* **EXERCISE**:
Transcribe the records below in full; pictures stay out of the copy.

* **DATASET RECORDS**:
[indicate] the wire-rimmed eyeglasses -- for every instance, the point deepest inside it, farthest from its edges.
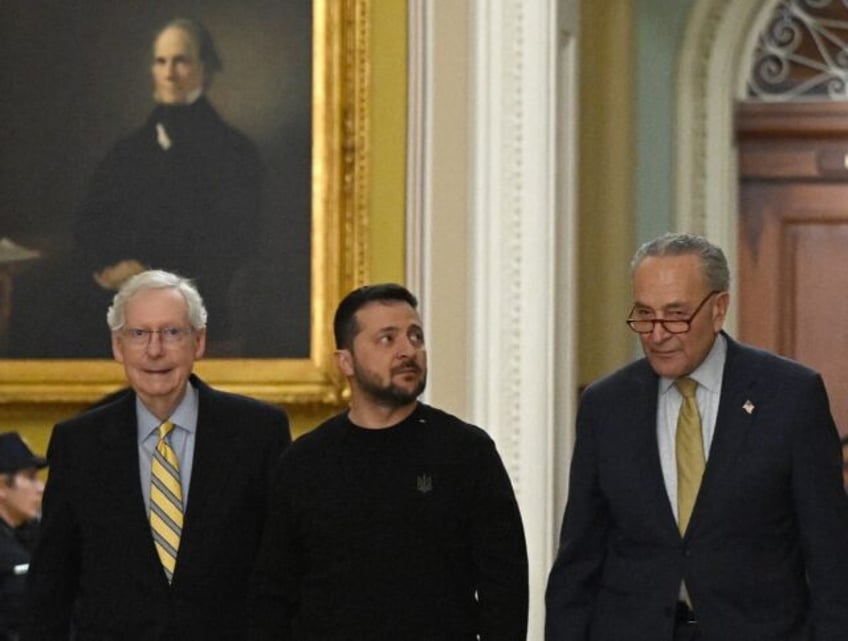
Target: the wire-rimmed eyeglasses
(140, 337)
(671, 325)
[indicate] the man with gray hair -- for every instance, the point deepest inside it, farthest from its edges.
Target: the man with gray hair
(155, 503)
(705, 498)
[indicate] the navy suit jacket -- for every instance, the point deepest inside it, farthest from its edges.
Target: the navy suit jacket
(765, 557)
(95, 567)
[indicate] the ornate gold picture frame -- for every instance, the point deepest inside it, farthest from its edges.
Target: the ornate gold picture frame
(337, 253)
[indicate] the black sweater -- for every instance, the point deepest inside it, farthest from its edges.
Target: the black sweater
(410, 532)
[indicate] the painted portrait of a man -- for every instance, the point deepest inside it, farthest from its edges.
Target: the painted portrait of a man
(198, 164)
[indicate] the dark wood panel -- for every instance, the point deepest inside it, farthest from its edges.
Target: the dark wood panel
(793, 277)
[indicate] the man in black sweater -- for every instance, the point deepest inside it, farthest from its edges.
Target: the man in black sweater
(392, 520)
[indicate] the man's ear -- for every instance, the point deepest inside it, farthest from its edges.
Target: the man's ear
(344, 361)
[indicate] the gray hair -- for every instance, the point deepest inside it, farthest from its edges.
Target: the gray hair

* **ANSWER SPACE**:
[indicate] the wire-rimmed eyeglasses -- for every instance, the point deepest inside it, farthest from its edges.
Target: the wire-rimmed eyeglasses
(140, 337)
(671, 325)
[indicate] the man with gray hair -- for every instance, the point deepest inside it, farthest from its edges.
Target: the man with gray hair
(155, 503)
(705, 498)
[indicate] the navy suit jacket -- for every instance, the point deepest inside it, farthest from its edges.
Target: the navy suit jacket
(765, 557)
(95, 567)
[indicate] the ornate gold picture frame -- for every instance, the point deepest inside it, farthest from its edges.
Target: the ornate gold picture frame
(337, 253)
[indicate] the black sweater -- for every instance, the point deepest inside it, farthest from its edges.
Target: the black sweater
(410, 532)
[indicate] the painted portrait of a man -- for every instance, the point deepest inside it, farthest from its edges.
Target: the painted portrait of a man
(198, 164)
[indicate] the dark wood panel -- for every instance, the point deepest inside it, farthest from its edges.
Target: the dark wood panel
(793, 277)
[indicate] the man in black sweater -- for every instance, the point deepest inside it, farthest from its edges.
Target: the man in black sweater
(392, 520)
[indicate] the man's ear -- for every instance, the point deepest inside it, farthest from its edges.
Target: the man's ear
(344, 361)
[indicate] the gray hair -- for every instance, the point deepest inside it, farthest from its edges.
Target: the gray hair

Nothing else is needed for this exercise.